(Uraian Tugas)
Salin persis baris-baris dalam data di bawah, mulai dari baris yang memuat "One point marks each instance of the white" sampai baris yang memuat "x=275, y=506". Kedua baris itu juga ikut disalin.

══ Data yang Ditampilkan ══

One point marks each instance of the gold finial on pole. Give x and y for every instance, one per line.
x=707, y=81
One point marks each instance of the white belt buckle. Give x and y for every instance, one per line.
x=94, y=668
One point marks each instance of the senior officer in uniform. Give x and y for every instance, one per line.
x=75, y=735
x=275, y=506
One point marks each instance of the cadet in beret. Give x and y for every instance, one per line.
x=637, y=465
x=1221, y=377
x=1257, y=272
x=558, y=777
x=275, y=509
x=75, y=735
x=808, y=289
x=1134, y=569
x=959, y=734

═══
══ Data yang Ditampilkan ══

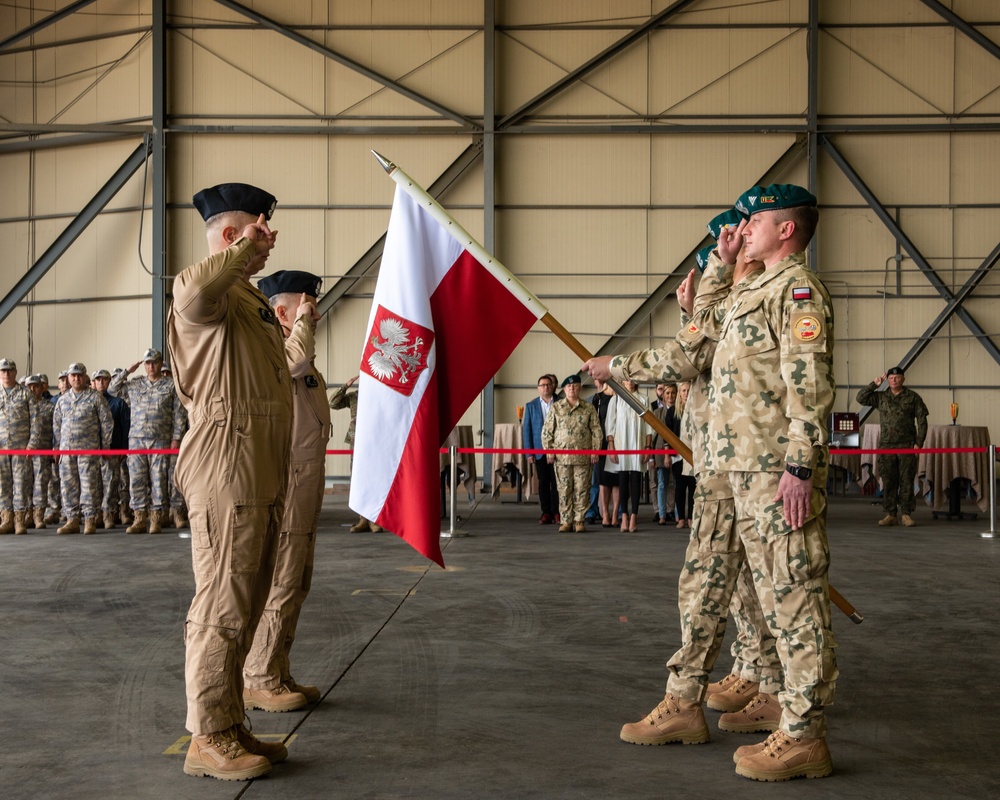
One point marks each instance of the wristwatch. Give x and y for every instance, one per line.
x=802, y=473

═══

(Hasilnya)
One point marks each instance of the white belt buckle. Give x and y for every instance, one per line.
x=94, y=668
One point marks each instance of the senior officer in uniform. Give x and y for every instance, one per line.
x=75, y=735
x=275, y=506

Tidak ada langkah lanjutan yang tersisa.